*TASK DETAILS*
Transcribe exactly every line from the one with "Please mark the woman's teeth" to the last line of the listing below, including both.

*DATA TO USE*
--------------------------------------------------

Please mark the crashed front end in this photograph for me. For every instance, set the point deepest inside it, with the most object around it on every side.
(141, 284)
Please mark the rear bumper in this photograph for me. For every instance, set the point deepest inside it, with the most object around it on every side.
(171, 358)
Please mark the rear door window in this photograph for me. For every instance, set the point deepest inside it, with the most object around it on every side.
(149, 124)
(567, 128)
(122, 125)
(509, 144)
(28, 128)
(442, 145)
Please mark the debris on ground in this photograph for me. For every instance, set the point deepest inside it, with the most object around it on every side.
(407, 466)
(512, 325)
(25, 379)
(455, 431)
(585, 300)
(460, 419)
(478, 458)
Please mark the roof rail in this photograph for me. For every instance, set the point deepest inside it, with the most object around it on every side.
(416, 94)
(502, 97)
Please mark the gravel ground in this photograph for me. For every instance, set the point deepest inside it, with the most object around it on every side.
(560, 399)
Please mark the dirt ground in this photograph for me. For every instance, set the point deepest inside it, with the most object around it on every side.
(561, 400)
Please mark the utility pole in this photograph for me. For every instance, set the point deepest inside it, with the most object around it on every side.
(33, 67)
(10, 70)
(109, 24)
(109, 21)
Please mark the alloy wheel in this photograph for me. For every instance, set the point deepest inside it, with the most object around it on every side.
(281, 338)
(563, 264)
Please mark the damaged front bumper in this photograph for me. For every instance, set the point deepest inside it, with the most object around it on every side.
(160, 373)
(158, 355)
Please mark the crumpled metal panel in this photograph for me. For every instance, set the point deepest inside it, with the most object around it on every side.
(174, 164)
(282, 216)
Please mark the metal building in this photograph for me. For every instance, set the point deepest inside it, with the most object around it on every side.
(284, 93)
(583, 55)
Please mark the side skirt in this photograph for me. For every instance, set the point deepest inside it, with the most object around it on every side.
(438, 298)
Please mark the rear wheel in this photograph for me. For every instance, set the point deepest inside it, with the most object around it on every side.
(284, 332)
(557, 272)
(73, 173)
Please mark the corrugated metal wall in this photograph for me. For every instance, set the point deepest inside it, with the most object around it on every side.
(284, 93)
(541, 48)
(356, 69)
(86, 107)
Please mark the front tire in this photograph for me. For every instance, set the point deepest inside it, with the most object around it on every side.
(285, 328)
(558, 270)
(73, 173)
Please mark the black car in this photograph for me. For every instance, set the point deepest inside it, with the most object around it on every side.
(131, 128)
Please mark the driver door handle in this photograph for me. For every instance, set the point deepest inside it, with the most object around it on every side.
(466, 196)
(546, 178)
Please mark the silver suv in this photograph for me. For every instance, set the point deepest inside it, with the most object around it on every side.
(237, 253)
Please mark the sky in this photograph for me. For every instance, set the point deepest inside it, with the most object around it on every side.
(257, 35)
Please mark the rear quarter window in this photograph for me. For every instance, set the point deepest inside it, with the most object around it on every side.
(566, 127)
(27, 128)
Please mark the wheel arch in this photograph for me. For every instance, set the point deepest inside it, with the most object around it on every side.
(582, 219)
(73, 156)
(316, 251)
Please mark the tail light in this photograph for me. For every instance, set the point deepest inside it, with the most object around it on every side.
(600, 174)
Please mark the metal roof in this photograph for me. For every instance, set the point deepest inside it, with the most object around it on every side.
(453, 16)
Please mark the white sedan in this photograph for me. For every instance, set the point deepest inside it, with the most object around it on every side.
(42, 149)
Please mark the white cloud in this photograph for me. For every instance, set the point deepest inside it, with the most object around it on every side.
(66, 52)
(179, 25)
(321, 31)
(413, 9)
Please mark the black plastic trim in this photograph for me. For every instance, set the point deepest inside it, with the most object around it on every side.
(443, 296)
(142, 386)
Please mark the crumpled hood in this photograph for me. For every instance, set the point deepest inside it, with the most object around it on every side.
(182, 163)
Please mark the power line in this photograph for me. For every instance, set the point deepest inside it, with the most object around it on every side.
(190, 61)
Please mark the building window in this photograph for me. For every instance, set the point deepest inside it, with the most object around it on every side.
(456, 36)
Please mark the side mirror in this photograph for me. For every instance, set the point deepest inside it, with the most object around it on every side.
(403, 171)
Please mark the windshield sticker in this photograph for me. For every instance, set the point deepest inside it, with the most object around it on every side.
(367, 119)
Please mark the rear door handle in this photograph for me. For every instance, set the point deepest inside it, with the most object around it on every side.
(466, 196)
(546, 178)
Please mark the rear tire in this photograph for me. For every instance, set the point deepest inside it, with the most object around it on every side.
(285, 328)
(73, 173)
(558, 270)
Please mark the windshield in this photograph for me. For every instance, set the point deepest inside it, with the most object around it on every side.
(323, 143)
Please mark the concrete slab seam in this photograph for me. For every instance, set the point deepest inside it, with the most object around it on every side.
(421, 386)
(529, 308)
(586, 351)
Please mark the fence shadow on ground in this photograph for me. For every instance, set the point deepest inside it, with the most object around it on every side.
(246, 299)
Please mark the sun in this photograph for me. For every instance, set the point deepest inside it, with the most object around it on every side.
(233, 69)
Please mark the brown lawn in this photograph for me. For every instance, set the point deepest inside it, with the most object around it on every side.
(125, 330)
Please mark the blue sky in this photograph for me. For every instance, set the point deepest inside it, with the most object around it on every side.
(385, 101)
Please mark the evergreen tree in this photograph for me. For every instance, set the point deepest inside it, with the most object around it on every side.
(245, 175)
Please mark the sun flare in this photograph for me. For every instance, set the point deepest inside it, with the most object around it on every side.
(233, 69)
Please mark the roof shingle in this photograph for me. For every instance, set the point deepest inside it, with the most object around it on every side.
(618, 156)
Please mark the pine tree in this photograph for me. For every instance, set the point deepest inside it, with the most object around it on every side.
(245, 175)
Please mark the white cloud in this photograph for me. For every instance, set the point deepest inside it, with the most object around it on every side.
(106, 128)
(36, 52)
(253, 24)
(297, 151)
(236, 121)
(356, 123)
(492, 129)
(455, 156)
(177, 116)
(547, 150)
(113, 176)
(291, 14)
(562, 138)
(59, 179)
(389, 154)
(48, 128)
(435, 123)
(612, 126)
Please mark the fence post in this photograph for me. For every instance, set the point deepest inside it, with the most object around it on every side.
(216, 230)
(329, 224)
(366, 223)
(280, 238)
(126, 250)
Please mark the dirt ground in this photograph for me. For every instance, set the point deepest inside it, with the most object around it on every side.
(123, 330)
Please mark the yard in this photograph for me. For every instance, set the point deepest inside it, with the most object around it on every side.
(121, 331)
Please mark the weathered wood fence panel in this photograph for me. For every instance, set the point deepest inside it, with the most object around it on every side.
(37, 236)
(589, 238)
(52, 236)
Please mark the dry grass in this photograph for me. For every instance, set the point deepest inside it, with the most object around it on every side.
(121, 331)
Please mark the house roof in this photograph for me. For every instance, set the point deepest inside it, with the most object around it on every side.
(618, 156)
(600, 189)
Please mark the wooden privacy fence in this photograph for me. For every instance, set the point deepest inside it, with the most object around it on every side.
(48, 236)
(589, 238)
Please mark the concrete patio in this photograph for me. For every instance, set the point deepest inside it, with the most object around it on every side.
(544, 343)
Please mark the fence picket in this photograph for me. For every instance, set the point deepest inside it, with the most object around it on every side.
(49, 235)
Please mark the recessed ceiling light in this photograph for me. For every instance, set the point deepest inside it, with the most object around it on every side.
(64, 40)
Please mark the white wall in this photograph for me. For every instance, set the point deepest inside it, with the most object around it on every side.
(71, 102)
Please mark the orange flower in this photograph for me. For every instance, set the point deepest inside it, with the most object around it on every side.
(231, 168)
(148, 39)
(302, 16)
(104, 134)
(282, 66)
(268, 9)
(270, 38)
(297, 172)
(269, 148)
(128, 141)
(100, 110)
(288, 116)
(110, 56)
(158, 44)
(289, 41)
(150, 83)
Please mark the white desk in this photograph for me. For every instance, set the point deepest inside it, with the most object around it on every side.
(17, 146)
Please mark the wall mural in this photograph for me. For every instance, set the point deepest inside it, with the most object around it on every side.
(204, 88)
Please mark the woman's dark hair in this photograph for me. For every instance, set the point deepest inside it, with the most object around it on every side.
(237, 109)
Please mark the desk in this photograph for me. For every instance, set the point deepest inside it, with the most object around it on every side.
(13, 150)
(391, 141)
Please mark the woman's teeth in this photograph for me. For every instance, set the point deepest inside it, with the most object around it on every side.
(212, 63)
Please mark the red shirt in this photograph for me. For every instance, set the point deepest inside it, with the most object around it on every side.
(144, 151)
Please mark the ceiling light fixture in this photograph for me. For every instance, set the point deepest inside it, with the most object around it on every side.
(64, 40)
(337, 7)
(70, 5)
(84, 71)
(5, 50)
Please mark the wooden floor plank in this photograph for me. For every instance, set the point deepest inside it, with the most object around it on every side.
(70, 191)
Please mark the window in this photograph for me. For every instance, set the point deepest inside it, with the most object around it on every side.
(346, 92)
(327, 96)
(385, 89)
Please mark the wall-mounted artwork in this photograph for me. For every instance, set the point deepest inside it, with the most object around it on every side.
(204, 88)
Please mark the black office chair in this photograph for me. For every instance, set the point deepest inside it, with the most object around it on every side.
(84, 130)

--------------------------------------------------

*ANSWER BOX*
Please mark the woman's teeth in this photograph for me. For every instance, set the point deepest inside it, with the most object around it on every side.
(212, 63)
Please mark the red shirt in this photograph for me. For every instance, set the point deepest inside it, with the most object around it on every side.
(144, 151)
Please mark the ceiling light fixture in this photograph for me. For every instance, set the point deepest inside it, with the most object around it on every side.
(64, 40)
(337, 7)
(70, 5)
(84, 71)
(5, 50)
Please mark the wooden floor plank in this photograph for me. For every instance, set the point deepest inside it, with the most object around it on every side.
(70, 191)
Please mark the window in this photograph for me. For every instance, set the point deepest inside it, with the most object around it on every side.
(346, 92)
(327, 96)
(385, 89)
Please mark the wall-mounted artwork in this photograph for me. For every instance, set the point deepest inside it, with the most object around it on every side.
(204, 88)
Please mark the black office chair in this photograph for me. For every instance, set the point deepest inside it, with the most object around it on every side.
(84, 130)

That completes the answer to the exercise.